**What to produce**
Collect every line below that contains the word "suit" and copy each one in full.

**Data for this exercise**
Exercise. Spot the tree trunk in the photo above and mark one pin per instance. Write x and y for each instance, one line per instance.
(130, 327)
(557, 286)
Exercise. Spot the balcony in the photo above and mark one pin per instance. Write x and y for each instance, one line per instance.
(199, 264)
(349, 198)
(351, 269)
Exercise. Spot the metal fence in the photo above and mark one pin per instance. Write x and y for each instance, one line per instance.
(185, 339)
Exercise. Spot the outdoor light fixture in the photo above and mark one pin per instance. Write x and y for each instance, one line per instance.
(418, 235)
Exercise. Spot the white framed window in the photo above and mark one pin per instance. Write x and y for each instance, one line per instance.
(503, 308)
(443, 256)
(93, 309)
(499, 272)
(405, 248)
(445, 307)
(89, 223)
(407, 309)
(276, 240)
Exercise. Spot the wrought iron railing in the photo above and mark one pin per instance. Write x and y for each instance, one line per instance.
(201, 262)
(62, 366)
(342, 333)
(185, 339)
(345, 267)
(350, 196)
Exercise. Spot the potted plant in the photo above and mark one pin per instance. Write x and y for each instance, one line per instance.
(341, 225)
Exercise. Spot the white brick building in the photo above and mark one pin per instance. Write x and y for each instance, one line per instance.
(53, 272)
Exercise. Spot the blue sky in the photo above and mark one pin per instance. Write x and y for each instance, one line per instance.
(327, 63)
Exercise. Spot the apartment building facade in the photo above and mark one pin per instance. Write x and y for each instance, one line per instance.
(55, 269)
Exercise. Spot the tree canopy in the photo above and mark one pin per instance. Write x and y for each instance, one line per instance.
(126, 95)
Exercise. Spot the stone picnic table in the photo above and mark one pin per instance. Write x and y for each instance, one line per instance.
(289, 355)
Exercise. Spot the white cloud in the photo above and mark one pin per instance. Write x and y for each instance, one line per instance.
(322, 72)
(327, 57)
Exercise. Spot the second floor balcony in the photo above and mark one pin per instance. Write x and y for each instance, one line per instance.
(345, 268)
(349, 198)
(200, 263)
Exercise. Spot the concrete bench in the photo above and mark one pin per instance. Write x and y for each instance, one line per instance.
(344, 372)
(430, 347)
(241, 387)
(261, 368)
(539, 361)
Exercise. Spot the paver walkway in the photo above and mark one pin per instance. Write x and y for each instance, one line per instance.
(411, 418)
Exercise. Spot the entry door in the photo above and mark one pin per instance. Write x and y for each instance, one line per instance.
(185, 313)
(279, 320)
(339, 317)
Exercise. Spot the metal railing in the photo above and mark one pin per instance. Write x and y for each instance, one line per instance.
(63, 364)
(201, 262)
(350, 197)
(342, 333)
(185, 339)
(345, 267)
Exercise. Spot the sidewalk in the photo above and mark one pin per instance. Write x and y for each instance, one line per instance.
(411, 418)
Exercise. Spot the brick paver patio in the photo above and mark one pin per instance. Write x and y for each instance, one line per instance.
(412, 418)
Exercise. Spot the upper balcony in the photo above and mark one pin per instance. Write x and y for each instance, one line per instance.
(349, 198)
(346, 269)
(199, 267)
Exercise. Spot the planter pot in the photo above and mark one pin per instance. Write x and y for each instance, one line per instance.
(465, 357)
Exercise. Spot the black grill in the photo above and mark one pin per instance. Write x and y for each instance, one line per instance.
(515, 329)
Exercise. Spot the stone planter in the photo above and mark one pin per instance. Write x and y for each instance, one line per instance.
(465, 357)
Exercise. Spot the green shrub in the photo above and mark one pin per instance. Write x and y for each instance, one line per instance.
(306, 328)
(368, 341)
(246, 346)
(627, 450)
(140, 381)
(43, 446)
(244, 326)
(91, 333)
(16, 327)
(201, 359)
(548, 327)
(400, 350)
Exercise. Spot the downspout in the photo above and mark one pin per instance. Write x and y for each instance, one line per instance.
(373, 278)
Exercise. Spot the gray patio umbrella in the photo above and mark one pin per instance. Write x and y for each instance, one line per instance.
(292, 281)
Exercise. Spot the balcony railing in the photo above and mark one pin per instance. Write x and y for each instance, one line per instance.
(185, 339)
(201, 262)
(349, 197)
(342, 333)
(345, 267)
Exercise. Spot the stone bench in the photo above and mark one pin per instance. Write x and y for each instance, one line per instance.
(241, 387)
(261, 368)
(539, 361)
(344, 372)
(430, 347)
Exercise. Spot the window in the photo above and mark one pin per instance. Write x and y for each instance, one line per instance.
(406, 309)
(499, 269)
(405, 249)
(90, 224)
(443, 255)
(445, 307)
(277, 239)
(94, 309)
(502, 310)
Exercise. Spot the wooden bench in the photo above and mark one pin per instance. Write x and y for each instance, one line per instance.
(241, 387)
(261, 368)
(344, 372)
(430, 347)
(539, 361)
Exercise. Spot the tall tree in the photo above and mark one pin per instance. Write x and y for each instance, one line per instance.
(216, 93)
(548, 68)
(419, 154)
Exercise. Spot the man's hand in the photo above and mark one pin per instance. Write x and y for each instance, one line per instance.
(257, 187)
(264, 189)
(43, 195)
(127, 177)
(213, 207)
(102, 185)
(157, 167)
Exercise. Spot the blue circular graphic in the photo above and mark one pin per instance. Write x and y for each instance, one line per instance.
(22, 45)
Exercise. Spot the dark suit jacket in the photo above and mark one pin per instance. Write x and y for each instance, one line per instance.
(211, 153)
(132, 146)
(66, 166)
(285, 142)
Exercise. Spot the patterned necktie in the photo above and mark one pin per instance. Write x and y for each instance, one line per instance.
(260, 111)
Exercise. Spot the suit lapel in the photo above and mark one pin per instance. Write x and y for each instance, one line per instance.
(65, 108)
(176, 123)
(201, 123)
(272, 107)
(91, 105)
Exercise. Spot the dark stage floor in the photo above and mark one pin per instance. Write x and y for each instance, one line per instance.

* * *

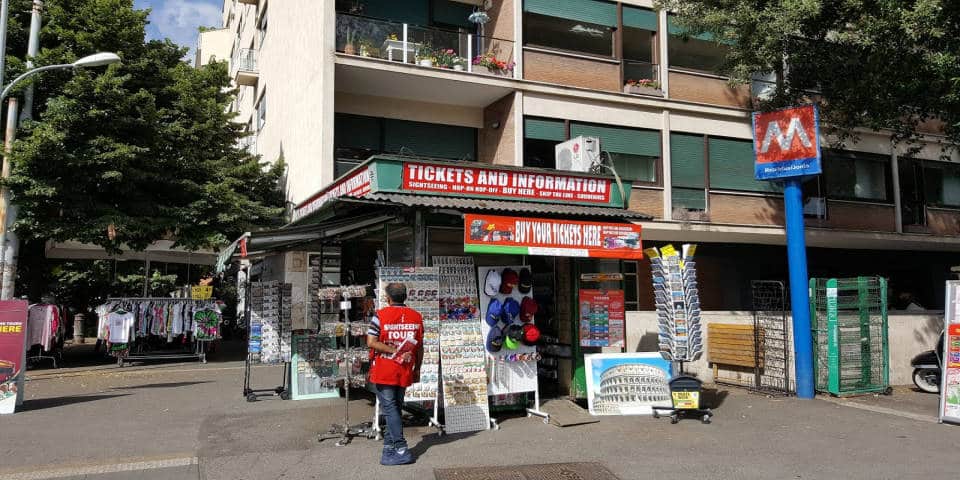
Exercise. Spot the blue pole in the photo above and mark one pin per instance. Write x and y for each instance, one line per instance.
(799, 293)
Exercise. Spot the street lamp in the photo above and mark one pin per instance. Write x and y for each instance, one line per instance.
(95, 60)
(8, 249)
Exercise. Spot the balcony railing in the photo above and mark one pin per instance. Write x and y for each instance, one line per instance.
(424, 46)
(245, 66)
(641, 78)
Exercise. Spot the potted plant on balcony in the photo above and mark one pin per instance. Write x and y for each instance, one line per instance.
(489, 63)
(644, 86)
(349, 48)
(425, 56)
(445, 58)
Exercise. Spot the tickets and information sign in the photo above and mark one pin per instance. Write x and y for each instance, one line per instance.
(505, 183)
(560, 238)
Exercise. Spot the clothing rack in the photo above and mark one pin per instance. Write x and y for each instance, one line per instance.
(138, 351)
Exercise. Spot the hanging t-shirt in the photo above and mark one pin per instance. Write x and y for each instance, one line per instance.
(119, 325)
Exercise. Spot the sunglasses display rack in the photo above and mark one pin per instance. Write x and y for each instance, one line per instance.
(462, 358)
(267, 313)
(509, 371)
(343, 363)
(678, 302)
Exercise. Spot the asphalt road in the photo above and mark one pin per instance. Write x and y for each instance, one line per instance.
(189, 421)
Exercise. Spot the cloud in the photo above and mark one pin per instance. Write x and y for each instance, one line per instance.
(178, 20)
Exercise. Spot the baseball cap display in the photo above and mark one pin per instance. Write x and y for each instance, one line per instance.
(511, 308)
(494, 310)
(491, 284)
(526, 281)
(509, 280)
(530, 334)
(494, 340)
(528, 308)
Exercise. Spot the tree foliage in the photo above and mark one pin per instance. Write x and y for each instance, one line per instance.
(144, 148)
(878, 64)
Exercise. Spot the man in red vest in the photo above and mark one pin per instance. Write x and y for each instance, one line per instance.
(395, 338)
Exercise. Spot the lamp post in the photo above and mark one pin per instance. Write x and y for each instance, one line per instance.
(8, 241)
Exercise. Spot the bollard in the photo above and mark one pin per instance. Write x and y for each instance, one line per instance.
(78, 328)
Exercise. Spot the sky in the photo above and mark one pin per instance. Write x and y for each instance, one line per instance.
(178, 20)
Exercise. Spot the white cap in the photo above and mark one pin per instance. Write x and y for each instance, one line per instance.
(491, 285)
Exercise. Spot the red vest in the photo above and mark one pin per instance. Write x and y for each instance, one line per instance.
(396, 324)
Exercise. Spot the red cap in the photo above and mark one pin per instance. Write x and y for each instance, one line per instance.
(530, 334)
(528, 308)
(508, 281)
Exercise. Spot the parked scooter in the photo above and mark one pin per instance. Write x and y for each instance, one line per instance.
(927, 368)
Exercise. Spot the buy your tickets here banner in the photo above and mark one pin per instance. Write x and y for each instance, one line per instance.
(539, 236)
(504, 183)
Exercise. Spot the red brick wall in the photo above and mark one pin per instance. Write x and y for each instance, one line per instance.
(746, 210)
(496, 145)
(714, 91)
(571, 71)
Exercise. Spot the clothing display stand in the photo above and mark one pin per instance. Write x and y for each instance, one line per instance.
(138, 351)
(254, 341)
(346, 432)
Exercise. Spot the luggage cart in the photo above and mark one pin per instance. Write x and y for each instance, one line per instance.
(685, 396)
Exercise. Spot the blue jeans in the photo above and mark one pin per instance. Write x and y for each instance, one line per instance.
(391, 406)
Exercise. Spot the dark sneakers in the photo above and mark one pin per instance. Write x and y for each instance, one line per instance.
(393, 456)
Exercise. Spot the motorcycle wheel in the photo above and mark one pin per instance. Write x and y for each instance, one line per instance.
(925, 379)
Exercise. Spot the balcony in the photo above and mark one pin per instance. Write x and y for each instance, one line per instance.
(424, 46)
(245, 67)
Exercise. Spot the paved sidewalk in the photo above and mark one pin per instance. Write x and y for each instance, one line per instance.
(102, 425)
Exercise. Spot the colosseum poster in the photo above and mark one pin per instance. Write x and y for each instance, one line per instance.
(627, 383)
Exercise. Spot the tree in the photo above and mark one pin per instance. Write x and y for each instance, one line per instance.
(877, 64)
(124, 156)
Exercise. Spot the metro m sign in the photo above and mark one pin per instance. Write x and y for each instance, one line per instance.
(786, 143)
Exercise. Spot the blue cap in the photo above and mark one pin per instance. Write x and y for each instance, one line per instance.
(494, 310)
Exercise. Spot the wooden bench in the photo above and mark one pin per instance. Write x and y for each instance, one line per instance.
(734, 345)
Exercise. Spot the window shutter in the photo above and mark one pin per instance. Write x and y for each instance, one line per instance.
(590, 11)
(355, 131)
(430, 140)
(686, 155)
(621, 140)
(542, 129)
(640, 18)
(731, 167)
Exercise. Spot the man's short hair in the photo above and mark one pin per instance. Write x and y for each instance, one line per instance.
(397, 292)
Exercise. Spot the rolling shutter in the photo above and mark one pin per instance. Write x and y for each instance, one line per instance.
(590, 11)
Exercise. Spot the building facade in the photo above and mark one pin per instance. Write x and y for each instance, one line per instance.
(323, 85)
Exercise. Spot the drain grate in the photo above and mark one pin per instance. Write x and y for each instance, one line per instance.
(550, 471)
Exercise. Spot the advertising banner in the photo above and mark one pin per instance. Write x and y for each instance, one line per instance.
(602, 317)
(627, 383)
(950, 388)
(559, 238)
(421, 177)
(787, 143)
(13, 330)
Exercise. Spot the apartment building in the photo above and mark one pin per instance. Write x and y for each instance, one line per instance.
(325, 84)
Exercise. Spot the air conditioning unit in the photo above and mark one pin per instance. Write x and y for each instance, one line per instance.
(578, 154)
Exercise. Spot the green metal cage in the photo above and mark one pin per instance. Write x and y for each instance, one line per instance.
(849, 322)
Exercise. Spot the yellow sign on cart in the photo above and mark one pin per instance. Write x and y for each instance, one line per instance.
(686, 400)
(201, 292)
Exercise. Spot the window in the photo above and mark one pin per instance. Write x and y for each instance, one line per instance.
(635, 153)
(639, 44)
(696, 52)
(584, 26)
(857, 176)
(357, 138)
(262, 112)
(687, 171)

**The output**
Exercise. Spot the dark suit jacket in the photo above and mark one pin per instance. Write x and y for each instance, one line per instance.
Exercise. Spot the suit lapel in the photo above and mark one pin per instance. Write x and y for each instance, one line per instance.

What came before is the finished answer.